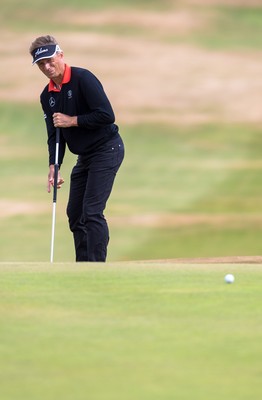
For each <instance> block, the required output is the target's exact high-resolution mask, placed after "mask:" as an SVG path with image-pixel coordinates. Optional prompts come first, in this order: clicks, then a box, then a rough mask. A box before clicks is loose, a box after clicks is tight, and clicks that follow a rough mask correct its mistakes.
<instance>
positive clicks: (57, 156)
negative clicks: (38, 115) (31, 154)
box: [50, 128, 60, 263]
mask: <svg viewBox="0 0 262 400" xmlns="http://www.w3.org/2000/svg"><path fill="white" fill-rule="evenodd" d="M59 142H60V128H56V148H55V170H54V190H53V213H52V235H51V255H50V262H51V263H52V262H53V261H54V244H55V219H56V199H57V178H58V170H59V164H58V155H59Z"/></svg>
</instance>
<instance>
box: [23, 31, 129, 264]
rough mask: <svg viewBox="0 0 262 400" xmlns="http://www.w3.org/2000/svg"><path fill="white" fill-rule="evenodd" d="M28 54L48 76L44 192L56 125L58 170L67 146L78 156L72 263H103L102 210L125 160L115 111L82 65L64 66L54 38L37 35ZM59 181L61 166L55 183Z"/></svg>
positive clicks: (105, 94)
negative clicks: (116, 118) (74, 254)
mask: <svg viewBox="0 0 262 400" xmlns="http://www.w3.org/2000/svg"><path fill="white" fill-rule="evenodd" d="M29 52H30V54H31V55H32V57H33V64H37V66H38V68H39V69H40V71H41V72H42V73H43V74H44V75H45V76H46V77H47V78H48V79H49V83H48V85H47V86H46V87H45V88H44V90H43V92H42V94H41V96H40V102H41V105H42V109H43V112H44V118H45V122H46V127H47V134H48V141H47V143H48V151H49V174H48V183H47V191H48V192H50V191H51V186H54V164H55V150H56V128H60V132H61V134H60V144H59V158H58V164H59V168H60V167H61V164H62V162H63V158H64V154H65V149H66V145H67V147H68V148H69V150H70V151H71V152H72V153H74V154H76V155H77V156H78V157H77V162H76V165H75V166H74V167H73V170H72V173H71V182H70V193H69V200H68V205H67V216H68V220H69V227H70V230H71V231H72V233H73V237H74V244H75V253H76V261H97V262H104V261H106V256H107V246H108V242H109V230H108V225H107V222H106V219H105V217H104V214H103V212H104V209H105V207H106V203H107V200H108V198H109V196H110V193H111V190H112V187H113V183H114V179H115V176H116V173H117V171H118V169H119V167H120V165H121V163H122V161H123V158H124V145H123V141H122V139H121V137H120V135H119V131H118V126H117V125H116V124H115V116H114V112H113V110H112V107H111V104H110V102H109V100H108V98H107V96H106V94H105V92H104V89H103V87H102V85H101V83H100V82H99V80H98V79H97V78H96V77H95V76H94V75H93V74H92V73H91V72H90V71H88V70H86V69H83V68H79V67H71V66H69V65H68V64H66V63H65V61H64V54H63V51H62V50H61V48H60V46H59V44H58V42H57V41H56V39H55V38H54V37H52V36H49V35H47V36H41V37H38V38H37V39H35V40H34V41H33V43H32V44H31V46H30V49H29ZM63 183H64V180H63V178H62V177H61V175H60V170H59V173H58V180H57V187H58V188H60V187H61V185H62V184H63Z"/></svg>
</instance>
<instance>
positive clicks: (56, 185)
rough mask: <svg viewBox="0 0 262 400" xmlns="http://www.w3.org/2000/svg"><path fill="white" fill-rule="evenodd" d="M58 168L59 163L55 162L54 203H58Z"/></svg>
mask: <svg viewBox="0 0 262 400" xmlns="http://www.w3.org/2000/svg"><path fill="white" fill-rule="evenodd" d="M58 169H59V165H58V164H55V171H54V172H55V173H54V191H53V203H56V197H57V178H58Z"/></svg>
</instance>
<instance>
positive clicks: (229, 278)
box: [225, 274, 235, 283]
mask: <svg viewBox="0 0 262 400" xmlns="http://www.w3.org/2000/svg"><path fill="white" fill-rule="evenodd" d="M234 281H235V277H234V275H232V274H227V275H226V276H225V282H226V283H233V282H234Z"/></svg>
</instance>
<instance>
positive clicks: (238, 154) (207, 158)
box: [0, 103, 262, 261]
mask: <svg viewBox="0 0 262 400" xmlns="http://www.w3.org/2000/svg"><path fill="white" fill-rule="evenodd" d="M0 111H1V115H2V119H1V121H0V141H1V150H0V151H1V160H0V179H1V186H2V188H4V190H3V192H2V195H1V201H5V207H6V204H8V203H10V204H11V207H10V206H9V208H12V207H15V205H16V204H17V203H18V204H19V203H26V204H27V203H29V204H31V207H32V208H35V211H34V212H33V213H31V214H30V213H29V214H28V213H27V212H22V211H20V212H17V213H14V215H9V214H7V215H6V216H4V215H3V214H4V208H3V206H2V217H1V218H0V229H1V231H2V232H4V235H2V236H3V237H2V239H1V241H0V254H1V261H48V260H49V252H50V249H49V248H50V235H51V212H52V196H51V195H48V194H47V193H46V176H47V172H48V168H47V150H46V132H45V126H44V121H43V120H42V115H41V112H40V110H39V106H37V105H35V106H31V105H21V104H12V105H9V104H3V103H2V104H1V106H0ZM13 114H15V115H16V116H17V118H16V119H13V118H12V116H13ZM160 132H161V134H160ZM121 134H122V136H123V138H124V141H125V145H126V158H125V161H124V164H123V166H122V167H121V169H120V171H119V174H118V176H117V179H116V183H115V187H114V191H113V193H112V196H111V198H110V201H109V203H108V207H107V210H106V216H107V218H108V221H109V226H110V236H111V241H110V246H109V254H108V259H109V260H111V261H112V260H128V259H133V260H137V259H150V258H158V259H159V258H176V257H191V256H192V257H203V256H225V255H252V254H253V255H258V254H261V240H260V237H261V230H262V226H261V225H262V221H261V218H260V212H261V197H262V188H261V169H262V164H261V162H260V158H261V156H260V148H261V146H262V138H261V133H260V128H259V127H258V126H256V125H238V124H234V125H233V124H228V125H227V124H221V125H219V124H217V125H200V126H193V127H192V126H189V127H186V126H185V127H182V126H168V125H166V126H165V125H157V124H156V125H150V124H148V125H147V124H144V125H137V126H135V125H132V126H127V125H126V126H121ZM75 158H76V157H75V156H73V155H70V154H69V153H67V155H66V159H65V162H64V165H63V167H62V174H63V176H64V178H65V180H66V183H65V185H64V187H63V189H61V191H59V194H58V203H57V224H56V245H55V260H56V261H73V260H74V251H73V242H72V237H71V233H70V232H69V230H68V225H67V217H66V214H65V209H66V204H67V197H68V190H69V175H70V170H71V168H72V166H73V164H74V162H75ZM166 214H168V215H170V216H172V215H174V214H176V215H178V216H181V215H185V216H188V217H190V216H192V218H194V217H197V216H198V215H203V214H204V215H205V216H206V217H207V220H206V221H205V222H204V223H203V222H201V221H200V222H198V223H193V222H192V224H191V223H189V224H188V225H186V226H183V225H182V226H181V225H180V224H178V225H176V224H173V225H170V226H158V225H154V224H153V225H152V226H150V225H149V226H147V225H145V224H144V223H143V222H141V223H140V224H135V225H132V224H129V222H125V221H126V220H125V219H124V220H123V222H122V223H121V221H120V223H118V224H115V223H114V218H116V217H117V218H121V217H122V218H127V221H128V218H132V217H134V216H136V217H138V219H139V218H140V219H143V216H147V218H149V217H150V215H152V216H155V215H158V216H160V217H161V215H166ZM219 216H222V217H223V218H224V221H223V222H222V223H213V222H212V218H216V217H219ZM208 218H210V221H208ZM160 220H161V218H160ZM21 238H23V240H21Z"/></svg>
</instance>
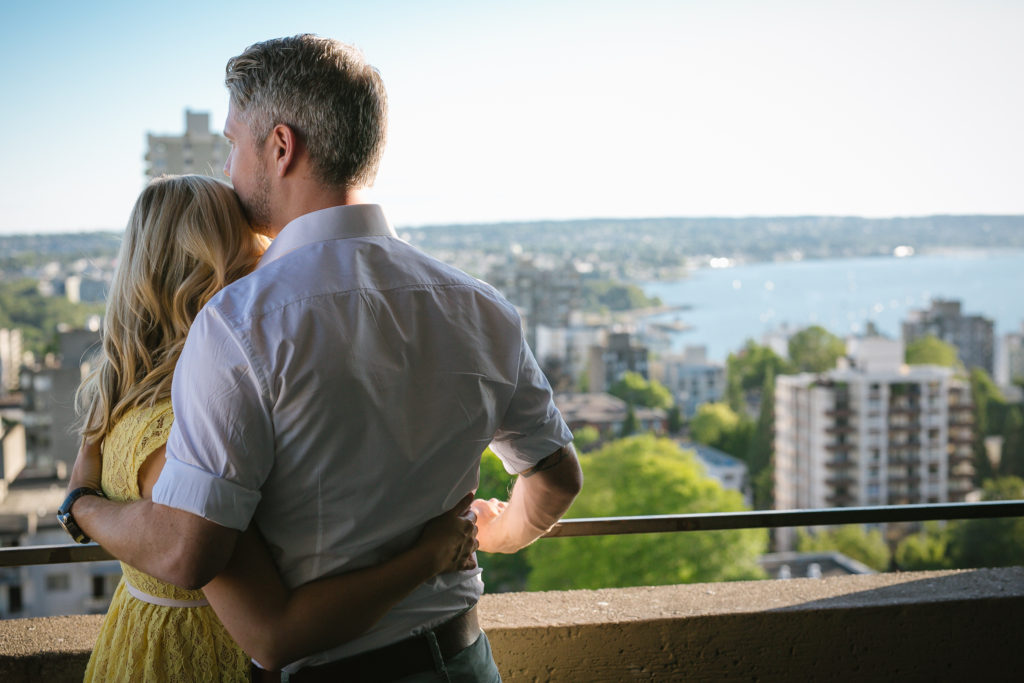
----------
Talep = Yukarıdaki materyalin resimler dışındaki bütün satırlarını hiçbir değişiklik yapmadan çıktı olarak veriniz.

Yanıt Bölümü =
For each <instance> block, the required output is the target's exact high-resolution mask, placed after "mask:" as an SVG path with image-pixel coordinates. Optional prompts come first, in this order: clicks, then a box, then a rough mask. A box before clicks is loose, a box after clicks is tight, and clicks that follow a rough mask correct its mistakes.
<instance>
positive clicks: (57, 156)
negative clicks: (38, 115) (31, 154)
box: [50, 128, 60, 263]
mask: <svg viewBox="0 0 262 400" xmlns="http://www.w3.org/2000/svg"><path fill="white" fill-rule="evenodd" d="M59 142H60V128H56V148H55V170H54V190H53V213H52V235H51V255H50V262H51V263H52V262H53V261H54V244H55V219H56V199H57V178H58V170H59V164H58V155H59Z"/></svg>
</instance>
<instance>
box: [23, 31, 129, 264]
rough mask: <svg viewBox="0 0 262 400" xmlns="http://www.w3.org/2000/svg"><path fill="white" fill-rule="evenodd" d="M28 54L48 76L44 192L56 125L58 170L67 146L78 156L72 263H103L102 210L125 160L115 111L82 65L64 66L54 38L37 35ZM59 181L61 166L55 183Z"/></svg>
positive clicks: (105, 94)
negative clicks: (116, 118) (74, 254)
mask: <svg viewBox="0 0 262 400" xmlns="http://www.w3.org/2000/svg"><path fill="white" fill-rule="evenodd" d="M29 52H30V54H31V55H32V57H33V64H37V66H38V68H39V69H40V71H41V72H42V73H43V74H44V75H45V76H46V77H47V78H48V79H49V83H48V85H47V86H46V87H45V88H44V90H43V92H42V94H41V96H40V102H41V105H42V109H43V112H44V118H45V122H46V127H47V134H48V141H47V143H48V151H49V174H48V183H47V191H48V192H50V191H51V186H54V164H55V150H56V128H60V132H61V134H60V144H59V158H58V164H59V168H60V167H61V164H62V162H63V158H64V154H65V149H66V145H67V147H68V148H69V150H70V151H71V152H72V153H74V154H76V155H77V156H78V157H77V162H76V165H75V166H74V167H73V170H72V173H71V182H70V193H69V200H68V205H67V216H68V220H69V227H70V230H71V231H72V233H73V237H74V244H75V253H76V261H97V262H104V261H106V256H107V246H108V242H109V230H108V225H107V222H106V219H105V217H104V214H103V212H104V209H105V207H106V203H107V200H108V198H109V196H110V193H111V190H112V187H113V183H114V179H115V176H116V173H117V171H118V169H119V167H120V165H121V163H122V161H123V158H124V145H123V141H122V139H121V137H120V135H119V131H118V126H117V125H116V124H115V116H114V112H113V110H112V107H111V104H110V102H109V100H108V98H107V96H106V94H105V92H104V89H103V87H102V85H101V83H100V82H99V80H98V79H97V78H96V77H95V76H94V75H93V74H92V73H91V72H90V71H88V70H86V69H83V68H79V67H71V66H69V65H68V64H66V63H65V61H64V54H63V51H62V50H61V48H60V46H59V44H58V42H57V41H56V39H55V38H54V37H52V36H49V35H47V36H41V37H38V38H37V39H35V40H34V41H33V43H32V44H31V46H30V49H29ZM63 183H64V180H63V178H62V177H61V175H60V170H59V173H58V180H57V187H58V188H60V187H61V185H62V184H63Z"/></svg>
</instance>
<instance>
positive clicks: (56, 185)
rough mask: <svg viewBox="0 0 262 400" xmlns="http://www.w3.org/2000/svg"><path fill="white" fill-rule="evenodd" d="M58 168L59 163L55 162L54 203H58Z"/></svg>
mask: <svg viewBox="0 0 262 400" xmlns="http://www.w3.org/2000/svg"><path fill="white" fill-rule="evenodd" d="M58 169H59V165H58V164H55V171H54V172H55V173H54V191H53V203H56V197H57V178H58Z"/></svg>
</instance>
<instance>
positive clicks: (229, 278)
box: [225, 274, 235, 283]
mask: <svg viewBox="0 0 262 400" xmlns="http://www.w3.org/2000/svg"><path fill="white" fill-rule="evenodd" d="M234 281H235V277H234V275H232V274H227V275H226V276H225V282H226V283H233V282H234Z"/></svg>
</instance>
<instance>
positive clicks: (238, 154) (207, 158)
box: [0, 103, 262, 261]
mask: <svg viewBox="0 0 262 400" xmlns="http://www.w3.org/2000/svg"><path fill="white" fill-rule="evenodd" d="M0 111H1V115H2V119H1V121H0V141H1V150H0V151H1V160H0V179H1V186H2V188H4V190H3V192H2V195H1V201H5V207H6V204H8V203H10V204H11V207H10V206H9V208H12V207H15V205H16V204H17V203H18V204H19V203H26V204H27V203H29V204H31V207H32V208H35V211H34V212H33V213H31V214H30V213H29V214H28V213H27V212H22V211H20V212H17V213H14V215H9V214H7V215H6V216H4V215H3V214H4V208H3V206H2V217H1V218H0V229H1V231H2V232H4V235H2V236H3V237H2V239H1V241H0V254H1V261H48V260H49V252H50V249H49V248H50V235H51V212H52V196H51V195H48V194H47V193H46V176H47V172H48V168H47V150H46V132H45V126H44V121H43V120H42V115H41V112H40V110H39V106H37V105H35V106H31V105H21V104H12V105H9V104H3V103H2V104H1V106H0ZM13 114H15V115H16V116H17V118H16V119H13V118H12V116H13ZM160 132H161V134H160ZM121 134H122V136H123V138H124V141H125V145H126V158H125V161H124V164H123V166H122V167H121V169H120V171H119V174H118V176H117V179H116V183H115V187H114V191H113V193H112V196H111V198H110V201H109V203H108V207H107V210H106V216H107V218H108V221H109V226H110V236H111V241H110V246H109V254H108V259H109V260H111V261H112V260H128V259H133V260H137V259H150V258H158V259H159V258H176V257H191V256H192V257H203V256H225V255H252V254H253V255H258V254H261V240H260V237H261V230H262V226H261V225H262V221H261V218H260V212H261V197H262V188H261V169H262V164H261V162H260V158H261V156H260V148H261V146H262V138H261V133H260V128H259V127H258V126H256V125H238V124H234V125H233V124H228V125H227V124H221V125H219V124H217V125H200V126H193V127H192V126H189V127H186V126H185V127H182V126H168V125H166V126H165V125H157V124H156V125H150V124H148V125H147V124H144V125H137V126H135V125H132V126H127V125H126V126H121ZM75 158H76V157H75V156H73V155H70V154H69V153H67V155H66V159H65V162H64V165H63V167H62V174H63V176H64V178H65V180H66V183H65V185H64V187H63V189H61V191H59V194H58V203H57V224H56V245H55V260H56V261H73V260H74V251H73V242H72V237H71V233H70V232H69V230H68V225H67V217H66V214H65V209H66V204H67V197H68V190H69V175H70V170H71V168H72V166H73V164H74V162H75ZM166 214H168V215H170V216H172V215H174V214H176V215H178V216H181V215H185V216H188V217H190V216H192V218H194V217H197V216H198V215H203V214H204V215H205V216H206V217H207V220H206V221H205V222H204V223H203V222H201V221H200V222H198V223H193V222H192V224H191V223H189V224H188V225H186V226H183V225H182V226H181V225H180V224H178V225H176V224H173V225H170V226H158V225H154V224H153V225H152V226H150V225H149V226H147V225H145V224H144V223H143V222H141V223H140V224H135V225H132V224H129V222H125V221H126V220H125V219H124V220H123V222H122V223H121V221H120V223H118V224H115V223H114V218H116V217H117V218H121V217H122V218H127V221H128V218H132V217H134V216H136V217H138V219H139V218H140V219H143V216H147V218H149V217H150V215H152V216H155V215H158V216H160V217H161V215H166ZM219 216H222V217H223V218H224V221H223V222H222V223H213V222H212V218H216V217H219ZM208 218H210V221H208ZM160 220H161V218H160ZM21 238H23V240H21Z"/></svg>
</instance>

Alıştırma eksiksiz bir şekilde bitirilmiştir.